#### JOB A
Please pull out every line of the region labeling records below and reproduce each one unchanged.

#### EXCERPT TO READ
Referral spam technically has no relation to blogs directly, it can hit any web site that measures statistics, and probably does. Referral spam focuses on blogs more than other sites, though, because blogs have in the past been known to keep “top referrers” lists (see the blog post I linked to on referral spam). In the past, one feature blogs sported was a list on their main page which detailed which other web sites linked to them, a list of links back to the sites which linked and sent visitors to the blog, as a kind of “thanks and back atchya” reward. Blog writers want to be read; when other sites link to that blog, they want to reward that. The automated top-referrers list did that.
Spammers caught on. They created automated programs that did nothing but send repeated requests for blog sites to send them a particular page. This imitates the action of a person visiting the blog. When someone visits a blog page (or any web page, for that matter), certain data is given to the web page by the visitor, including the IP address of the visitor, the visitor’s OS, browser–and, among other things, the referring page. That is, the link that brought them to the new web site. That’s a referral. Let’s say you have a blog. You link to my site. John Q. visits your site, and clicks on your link to me. When I check my stats, I can see John Q.’s visit, including the note that he came to me via a link from your site. That’s the referral.
Referrals can be faked. Actually, all the visitor’s information can be faked. Most people don’t fake it because they don’t care or don’t know how. Your computer is sending this data to the web page you’re visiting. You control your computer. So if you know how, you can tell your computer to give any information. That’s what the spammers do. Their automated programs act like any visitor and request a page, offering fake information, especially the referral. So a spammer’s automated program can just hammer away at your site, pretending to be a real person, faking a link from the spammer’s page, and within hours it can make it seem like the spam site sent hundreds or even thousands of visitors to your blog.
Do they get a payback? Probably 99.99% of the time, no. But these automated programs don’t cost much to make or buy, and they cost next to nothing to operate–actually, you pay for it, because your site is the one paying for the bandwidth to send the data the spammer asks for (but no one sees, of course). The spammers don’t care if they ruin your site, they would gleefully burn your entire domain to the ground if they could make half a buck off it.
YKW:
Yes, you’d think there was a lot of code that could do that. In theory, it shouldn’t be hard, and even easier to write code that could retroactively filter out referrals that contain strings you designate.
But the code isn’t out there. Nobody’s doing it. I don’t know, maybe the referral spam is only hitting blogs, and the stats people don’t give a damn.
I don’t have a blog, but I think I felt a smidgin of the hatred you have for spammers today when I cleaned out my Yahoo ‘bulk spam’ folder. Simply amazing, the amount of garbage sent out by these parasites. Ugh.
I was not exactly sure what this referral spam was trying to do so I type “What is referral spam” into google and it referenced
http://www.wired.com/news/culture/0,1284,56017,00.html
which said these folks are trying to get on lists of people that view a blog, which I’ve never seen, yet I guess these are not going to be around if the referral spam is there.
I then typed killing referal spam into google and got:
http://www.coldforged.org/archives/2005/01/25/killing-referral-spam/
http://blogs.x2line.com/al/archive/2005/03/26/858.aspx
http://ekstreme.com/phplabs/crawlercontroller.php
http://www.floggin.us/archives/2005/02/13/my-attempt-at-killing-referral-spam/
I would think programmers would view this as a juicy challenge and go right at it.
And yet….

#### JOB B
In the referral spam excerpt, whose site pays for the bandwidth used to send the data a spammer's program requests?

#### Region labeling records
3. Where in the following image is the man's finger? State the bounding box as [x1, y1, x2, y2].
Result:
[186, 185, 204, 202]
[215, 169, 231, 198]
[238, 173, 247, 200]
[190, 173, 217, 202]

#### WRITTEN REPLY A
3. Where in the following image is the man's finger? State the bounding box as [x1, y1, x2, y2].
Result:
[186, 185, 204, 202]
[215, 169, 231, 198]
[238, 173, 247, 200]
[190, 173, 217, 202]

#### WRITTEN REPLY B
The targeted site pays for the bandwidth.